Provided text →
Why do I need a Lasting Power of Attorney (LPA)?
There may come a time when you lose the ability to manage your financial affairs or make decisions about your own health and welfare. That could be due to a serious accident, dementia, or some other condition affecting your mental capacity.
In such circumstances, your family do not automatically have the legal authority to step in and manage your affairs. Without an LPA, your family would have to make an expensive and time-consuming court application.
When should I create an LPA?
An LPA is an important way of planning for the future. You can only make an LPA while you still have mental capacity.
An ordinary power of attorney will not work because it automatically becomes invalid if you lose your mental capacity.
What is an LPA?
An LPA is a legal document which allows you to appoint one or more people to have legal authority to act on your behalf should you lose the ability to make decisions for yourself. These people are called your attorneys.
There are two types of LPA:
- Property and Financial Affairs LPA
- Health and Welfare LPA
What is a Property and Financial Affairs LPA?
This LPA gives your attorneys authority to make decisions on your behalf about your Property and Financial Affairs.
For example, this LPA will give your attorneys the power on your behalf to:
- Buy or sell your property.
- Open, close or operate your bank, building society and other investment accounts.
- Access your financial information.
- Claim, receive and use all benefits, pensions, allowances and rebates.

The task →
Answer these questions from the text on Lasting Powers of Attorney:
1. What are the people appointed under an LPA called?
2. What happens to an ordinary power of attorney if you lose your mental capacity?
3. Without an LPA, what would your family have to make?

(Natural language descriptions of regions)
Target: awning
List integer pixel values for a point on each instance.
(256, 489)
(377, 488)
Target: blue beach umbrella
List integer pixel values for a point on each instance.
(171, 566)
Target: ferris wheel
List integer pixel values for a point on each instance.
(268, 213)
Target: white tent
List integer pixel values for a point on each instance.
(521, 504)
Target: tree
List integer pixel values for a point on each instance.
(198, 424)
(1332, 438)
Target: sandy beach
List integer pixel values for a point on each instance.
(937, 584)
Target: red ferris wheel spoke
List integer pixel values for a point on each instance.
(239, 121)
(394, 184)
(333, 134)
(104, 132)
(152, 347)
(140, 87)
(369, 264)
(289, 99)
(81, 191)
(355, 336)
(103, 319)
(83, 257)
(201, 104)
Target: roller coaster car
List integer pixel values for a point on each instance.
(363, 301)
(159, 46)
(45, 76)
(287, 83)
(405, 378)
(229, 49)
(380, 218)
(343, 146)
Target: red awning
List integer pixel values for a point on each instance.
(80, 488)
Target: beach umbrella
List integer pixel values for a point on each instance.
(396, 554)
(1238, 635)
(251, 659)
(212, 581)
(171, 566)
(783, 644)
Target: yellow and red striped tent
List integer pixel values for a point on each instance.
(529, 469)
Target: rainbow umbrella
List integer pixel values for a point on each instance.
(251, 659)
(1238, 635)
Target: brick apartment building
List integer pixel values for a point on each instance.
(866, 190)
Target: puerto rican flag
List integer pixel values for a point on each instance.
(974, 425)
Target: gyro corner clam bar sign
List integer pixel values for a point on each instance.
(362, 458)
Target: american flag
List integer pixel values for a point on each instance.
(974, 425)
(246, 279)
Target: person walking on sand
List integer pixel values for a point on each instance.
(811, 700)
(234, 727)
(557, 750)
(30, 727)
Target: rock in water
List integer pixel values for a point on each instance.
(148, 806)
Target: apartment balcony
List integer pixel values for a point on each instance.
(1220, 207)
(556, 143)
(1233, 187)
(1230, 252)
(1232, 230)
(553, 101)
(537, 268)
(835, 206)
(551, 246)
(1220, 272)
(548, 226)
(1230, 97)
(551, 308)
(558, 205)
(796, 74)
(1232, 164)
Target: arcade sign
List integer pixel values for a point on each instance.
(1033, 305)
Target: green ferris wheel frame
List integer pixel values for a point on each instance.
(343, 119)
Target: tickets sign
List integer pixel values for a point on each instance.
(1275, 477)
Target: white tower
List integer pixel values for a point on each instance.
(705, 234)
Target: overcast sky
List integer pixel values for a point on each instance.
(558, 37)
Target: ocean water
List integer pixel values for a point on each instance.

--

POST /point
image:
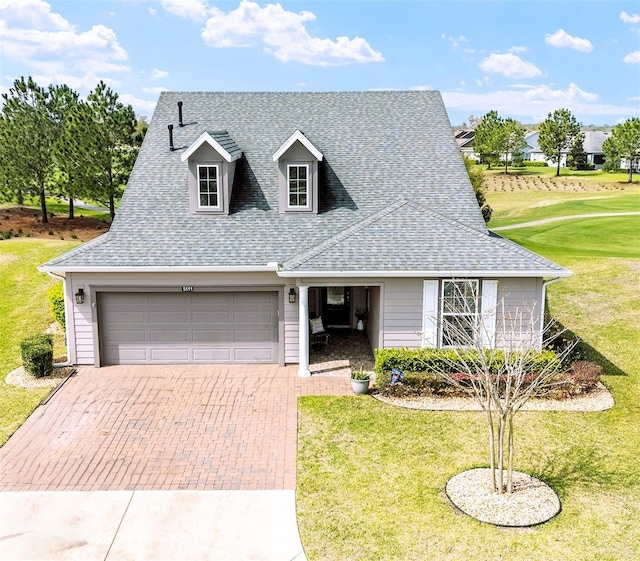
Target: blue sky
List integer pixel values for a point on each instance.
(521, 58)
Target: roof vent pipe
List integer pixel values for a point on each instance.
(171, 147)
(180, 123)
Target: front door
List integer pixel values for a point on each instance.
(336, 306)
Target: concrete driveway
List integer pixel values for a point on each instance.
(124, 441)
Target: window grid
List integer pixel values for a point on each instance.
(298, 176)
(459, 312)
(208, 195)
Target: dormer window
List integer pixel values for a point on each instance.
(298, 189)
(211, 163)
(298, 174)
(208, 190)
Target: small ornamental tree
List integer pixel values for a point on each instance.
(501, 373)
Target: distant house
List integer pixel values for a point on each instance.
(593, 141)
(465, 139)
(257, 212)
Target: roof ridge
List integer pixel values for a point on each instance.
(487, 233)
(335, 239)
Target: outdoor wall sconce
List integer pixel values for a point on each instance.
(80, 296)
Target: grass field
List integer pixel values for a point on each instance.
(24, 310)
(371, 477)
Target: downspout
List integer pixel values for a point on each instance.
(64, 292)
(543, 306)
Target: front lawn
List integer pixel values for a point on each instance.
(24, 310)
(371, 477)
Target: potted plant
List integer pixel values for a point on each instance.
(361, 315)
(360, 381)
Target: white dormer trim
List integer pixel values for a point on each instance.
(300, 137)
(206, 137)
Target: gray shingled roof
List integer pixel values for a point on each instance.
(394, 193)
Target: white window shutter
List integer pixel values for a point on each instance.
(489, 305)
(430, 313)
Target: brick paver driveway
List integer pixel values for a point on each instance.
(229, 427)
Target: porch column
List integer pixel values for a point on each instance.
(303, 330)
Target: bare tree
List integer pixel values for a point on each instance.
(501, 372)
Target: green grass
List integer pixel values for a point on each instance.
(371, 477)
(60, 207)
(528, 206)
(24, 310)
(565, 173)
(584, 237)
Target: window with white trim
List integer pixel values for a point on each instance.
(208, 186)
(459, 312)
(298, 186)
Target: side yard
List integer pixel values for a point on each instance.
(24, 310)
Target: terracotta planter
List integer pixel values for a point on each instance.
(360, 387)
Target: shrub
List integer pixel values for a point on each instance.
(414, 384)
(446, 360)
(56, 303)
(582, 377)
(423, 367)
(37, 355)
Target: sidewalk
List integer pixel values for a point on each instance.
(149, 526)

Completed exercise →
1. Your attorneys.
2. It automatically becomes invalid.
3. An expensive and time-consuming court application.